__Task description__
Every line containing the string "green" is to be copied from the records.

Materials provided START

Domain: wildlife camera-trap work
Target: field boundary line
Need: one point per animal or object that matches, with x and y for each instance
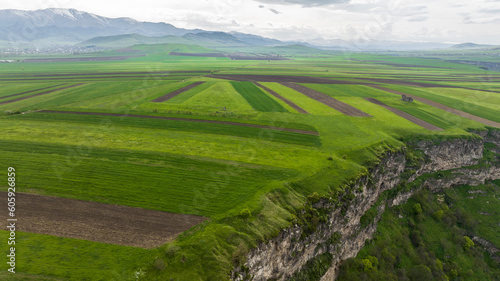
(405, 115)
(305, 132)
(100, 222)
(27, 92)
(341, 107)
(177, 92)
(43, 93)
(280, 97)
(444, 107)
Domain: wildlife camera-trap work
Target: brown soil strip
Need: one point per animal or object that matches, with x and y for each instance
(326, 99)
(31, 91)
(399, 82)
(82, 59)
(42, 93)
(187, 120)
(97, 222)
(118, 73)
(177, 92)
(405, 115)
(282, 79)
(445, 108)
(287, 101)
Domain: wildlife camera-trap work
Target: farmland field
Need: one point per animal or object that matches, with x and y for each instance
(241, 145)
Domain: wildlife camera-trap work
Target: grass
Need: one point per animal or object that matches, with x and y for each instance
(159, 181)
(197, 168)
(190, 93)
(188, 126)
(257, 98)
(74, 259)
(220, 96)
(308, 104)
(452, 101)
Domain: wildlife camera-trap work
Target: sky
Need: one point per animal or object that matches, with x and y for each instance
(315, 21)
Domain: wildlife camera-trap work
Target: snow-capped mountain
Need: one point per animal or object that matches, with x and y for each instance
(70, 26)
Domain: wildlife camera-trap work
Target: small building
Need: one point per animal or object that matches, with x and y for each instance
(407, 98)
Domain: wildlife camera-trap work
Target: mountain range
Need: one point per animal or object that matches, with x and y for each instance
(68, 27)
(55, 27)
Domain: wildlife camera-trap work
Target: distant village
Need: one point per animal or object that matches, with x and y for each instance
(6, 52)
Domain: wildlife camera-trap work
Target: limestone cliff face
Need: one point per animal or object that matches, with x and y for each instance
(282, 256)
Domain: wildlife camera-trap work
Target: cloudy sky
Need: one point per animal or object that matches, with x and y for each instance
(314, 21)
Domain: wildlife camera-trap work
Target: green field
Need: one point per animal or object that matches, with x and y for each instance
(256, 98)
(226, 150)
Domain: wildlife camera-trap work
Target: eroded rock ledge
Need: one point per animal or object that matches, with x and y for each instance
(343, 235)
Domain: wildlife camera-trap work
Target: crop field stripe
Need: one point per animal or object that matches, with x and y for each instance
(256, 98)
(27, 92)
(177, 92)
(282, 79)
(327, 100)
(42, 93)
(405, 115)
(99, 222)
(445, 108)
(287, 101)
(427, 116)
(188, 120)
(184, 96)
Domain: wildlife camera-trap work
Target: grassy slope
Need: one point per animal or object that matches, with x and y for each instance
(426, 246)
(116, 145)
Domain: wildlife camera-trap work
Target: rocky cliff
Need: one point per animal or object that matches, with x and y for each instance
(344, 234)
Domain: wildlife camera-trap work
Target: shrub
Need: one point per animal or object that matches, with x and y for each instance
(159, 264)
(467, 243)
(245, 213)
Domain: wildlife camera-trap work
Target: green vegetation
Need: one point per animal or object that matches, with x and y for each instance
(468, 104)
(46, 257)
(257, 98)
(251, 182)
(429, 238)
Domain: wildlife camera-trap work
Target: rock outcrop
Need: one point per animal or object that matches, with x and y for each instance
(282, 256)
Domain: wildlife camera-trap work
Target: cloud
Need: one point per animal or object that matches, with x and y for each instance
(274, 11)
(304, 3)
(418, 18)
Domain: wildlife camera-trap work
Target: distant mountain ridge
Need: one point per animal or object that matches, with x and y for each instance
(70, 26)
(469, 45)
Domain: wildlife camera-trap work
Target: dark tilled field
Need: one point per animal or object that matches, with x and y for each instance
(187, 120)
(27, 92)
(281, 79)
(82, 59)
(42, 93)
(177, 92)
(326, 99)
(405, 115)
(97, 222)
(287, 101)
(445, 108)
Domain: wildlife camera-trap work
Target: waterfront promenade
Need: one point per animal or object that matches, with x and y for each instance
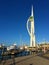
(26, 60)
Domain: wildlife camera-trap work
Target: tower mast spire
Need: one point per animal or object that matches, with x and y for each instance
(32, 11)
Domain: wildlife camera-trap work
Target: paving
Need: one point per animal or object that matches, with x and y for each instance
(26, 60)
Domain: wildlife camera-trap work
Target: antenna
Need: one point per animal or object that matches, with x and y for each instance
(32, 11)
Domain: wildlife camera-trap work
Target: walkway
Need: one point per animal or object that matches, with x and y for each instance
(27, 60)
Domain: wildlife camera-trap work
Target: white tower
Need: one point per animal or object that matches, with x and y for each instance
(31, 29)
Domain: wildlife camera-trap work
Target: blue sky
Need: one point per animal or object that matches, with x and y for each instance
(13, 18)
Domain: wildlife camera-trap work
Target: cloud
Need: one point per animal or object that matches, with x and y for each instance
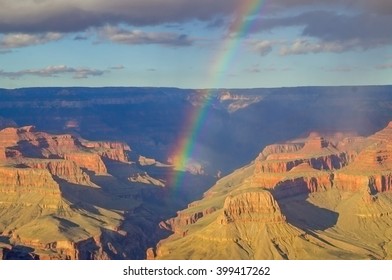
(304, 46)
(54, 71)
(384, 66)
(19, 40)
(117, 67)
(138, 37)
(75, 15)
(262, 47)
(331, 31)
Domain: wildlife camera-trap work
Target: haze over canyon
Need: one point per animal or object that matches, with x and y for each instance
(168, 173)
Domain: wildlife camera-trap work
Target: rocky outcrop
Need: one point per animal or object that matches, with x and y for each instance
(65, 169)
(112, 150)
(185, 218)
(2, 154)
(22, 180)
(252, 206)
(90, 161)
(31, 143)
(144, 178)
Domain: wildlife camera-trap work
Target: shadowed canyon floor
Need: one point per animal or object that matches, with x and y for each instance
(313, 198)
(88, 173)
(64, 197)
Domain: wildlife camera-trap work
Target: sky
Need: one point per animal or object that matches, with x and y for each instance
(195, 44)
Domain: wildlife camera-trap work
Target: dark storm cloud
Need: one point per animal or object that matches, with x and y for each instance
(333, 31)
(75, 15)
(138, 37)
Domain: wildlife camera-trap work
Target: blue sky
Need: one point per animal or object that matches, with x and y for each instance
(181, 43)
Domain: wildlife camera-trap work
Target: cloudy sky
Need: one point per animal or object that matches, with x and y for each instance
(195, 44)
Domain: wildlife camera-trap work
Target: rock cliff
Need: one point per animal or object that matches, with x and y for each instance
(319, 197)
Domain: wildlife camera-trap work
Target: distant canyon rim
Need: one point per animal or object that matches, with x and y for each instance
(289, 173)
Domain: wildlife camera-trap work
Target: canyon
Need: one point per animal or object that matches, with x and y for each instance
(291, 173)
(311, 198)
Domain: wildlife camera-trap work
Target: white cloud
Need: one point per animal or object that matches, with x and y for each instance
(19, 40)
(384, 66)
(262, 47)
(54, 71)
(137, 37)
(304, 46)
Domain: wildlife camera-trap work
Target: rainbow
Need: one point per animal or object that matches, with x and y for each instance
(193, 125)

Materials provided END

__Exercise output__
Target: green field
Target: green vegetation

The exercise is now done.